# What Kind Of Geophagus Is This?



## thenewseverum (Nov 23, 2010)

YouTube - What Kind Of Geophagus Is This?????

I honestly have no clue, the store I got him from had it marked down as a type of Pike. I know that's not a pike. He has lately shown heightened amounts of aggression. That is why I am wondering what kind he is


----------



## Scyry (Dec 1, 2010)

Sort of looks like a Juripari, but it is not as colorful as most Juripari I have seen. If my memory is correct there are Juripari in several different regions and they all vary in color. Some are green and blue, some are lighter, and some have a red patch, sort of like a blue gill.

Edit:
NM, did some Googling and found out Juripari got moved to a different genus, Satanoperca. I used to have Geophagus Juripari when I was a kid. So I guess some scientist decided to change what they were.


----------



## thenewseverum (Nov 23, 2010)

But arent the juripari supposed to be the friendly ones?


----------



## Scyry (Dec 1, 2010)

I had three in the past. One, was so friendly with me I could hand feed him and he'd come over for a 'scratch' when my hands were in the tank. The other two I got to replace him. One chased the other and his tank mates, Pictus Cats and Plecos. So I returned him and kept the other. So I think it is a personality thing.
____________
◆ WRITTEN TASK A: In the Geophagus identification thread, which genus does Scyry say Juripari was moved to?
◆ WRITTEN TASK B: Pick up the Geophagus identification thread after its last post and continue it.
The rows have no connection to the Geophagus identification thread.

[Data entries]
____________
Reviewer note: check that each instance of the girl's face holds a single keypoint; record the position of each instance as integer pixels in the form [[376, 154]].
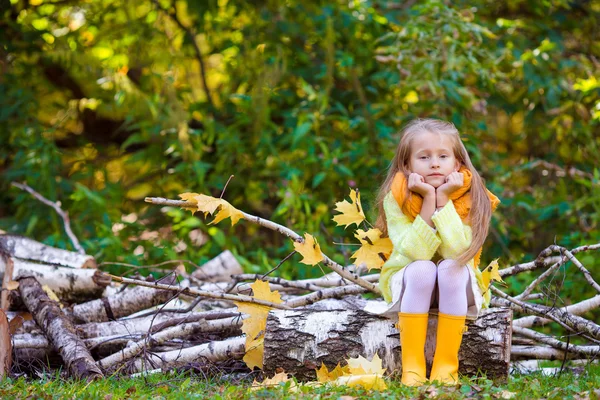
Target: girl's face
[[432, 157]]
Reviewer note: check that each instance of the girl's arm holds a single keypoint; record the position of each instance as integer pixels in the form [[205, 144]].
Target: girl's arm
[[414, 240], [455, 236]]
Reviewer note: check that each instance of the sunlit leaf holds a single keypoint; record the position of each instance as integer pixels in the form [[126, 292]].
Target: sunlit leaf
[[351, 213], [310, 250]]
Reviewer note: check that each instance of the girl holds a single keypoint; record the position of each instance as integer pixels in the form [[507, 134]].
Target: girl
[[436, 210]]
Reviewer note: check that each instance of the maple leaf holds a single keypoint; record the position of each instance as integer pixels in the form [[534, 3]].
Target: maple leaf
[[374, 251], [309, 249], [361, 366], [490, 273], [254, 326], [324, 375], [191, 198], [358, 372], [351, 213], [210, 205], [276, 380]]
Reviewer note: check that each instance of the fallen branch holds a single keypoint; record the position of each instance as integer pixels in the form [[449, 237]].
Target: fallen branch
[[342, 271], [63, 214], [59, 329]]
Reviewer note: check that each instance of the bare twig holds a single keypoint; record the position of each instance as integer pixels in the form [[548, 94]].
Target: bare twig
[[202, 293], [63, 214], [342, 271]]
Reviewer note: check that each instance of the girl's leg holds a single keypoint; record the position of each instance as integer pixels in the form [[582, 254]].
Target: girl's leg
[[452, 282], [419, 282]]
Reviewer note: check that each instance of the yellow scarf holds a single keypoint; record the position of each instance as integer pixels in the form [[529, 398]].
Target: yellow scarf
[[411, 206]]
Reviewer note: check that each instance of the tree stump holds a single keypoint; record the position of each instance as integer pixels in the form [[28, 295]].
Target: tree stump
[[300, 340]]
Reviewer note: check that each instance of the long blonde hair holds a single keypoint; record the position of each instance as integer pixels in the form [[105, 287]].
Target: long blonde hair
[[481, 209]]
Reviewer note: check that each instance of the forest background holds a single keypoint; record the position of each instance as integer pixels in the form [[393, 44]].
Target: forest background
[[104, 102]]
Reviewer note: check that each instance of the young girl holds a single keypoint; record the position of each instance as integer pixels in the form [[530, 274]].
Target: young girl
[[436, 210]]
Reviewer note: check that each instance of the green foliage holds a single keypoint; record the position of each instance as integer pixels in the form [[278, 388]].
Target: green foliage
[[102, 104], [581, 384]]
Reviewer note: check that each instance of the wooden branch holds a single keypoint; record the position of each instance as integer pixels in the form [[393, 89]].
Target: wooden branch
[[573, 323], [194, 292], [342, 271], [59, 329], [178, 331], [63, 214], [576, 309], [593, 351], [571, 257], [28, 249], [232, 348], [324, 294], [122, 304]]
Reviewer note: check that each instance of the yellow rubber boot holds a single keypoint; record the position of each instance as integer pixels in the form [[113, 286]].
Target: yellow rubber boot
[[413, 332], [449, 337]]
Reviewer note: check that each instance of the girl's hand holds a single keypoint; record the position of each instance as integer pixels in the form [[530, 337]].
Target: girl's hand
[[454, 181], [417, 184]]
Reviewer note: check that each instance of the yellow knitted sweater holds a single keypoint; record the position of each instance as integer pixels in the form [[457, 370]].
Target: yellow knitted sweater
____________
◆ RESPONSE A: Satanoperca.

◆ RESPONSE B:
Try looking through here:
Species Profiles -- Cichlid-Forum


----------



## snail (Aug 6, 2010)

It might be showing less color because of the white gravel.


----------



## eaglesfan3711 (Nov 16, 2008)

I know it isn't one, but it almost has the shape of a yound midas cichlid. Don' most eartheaters have downward facing mouths?


----------



## thenewseverum (Nov 23, 2010)

well take into consideration he is still small. I'm sure as he grows he will develop that face.


EDIT: I looked that up, there's no way in hell its a red devil. Its gotta be an earth eater considering he spends 80% of his time moving/eating from the gravel, 18% of his time chasing/fighting the other cichlids, and 2% of his time swimming.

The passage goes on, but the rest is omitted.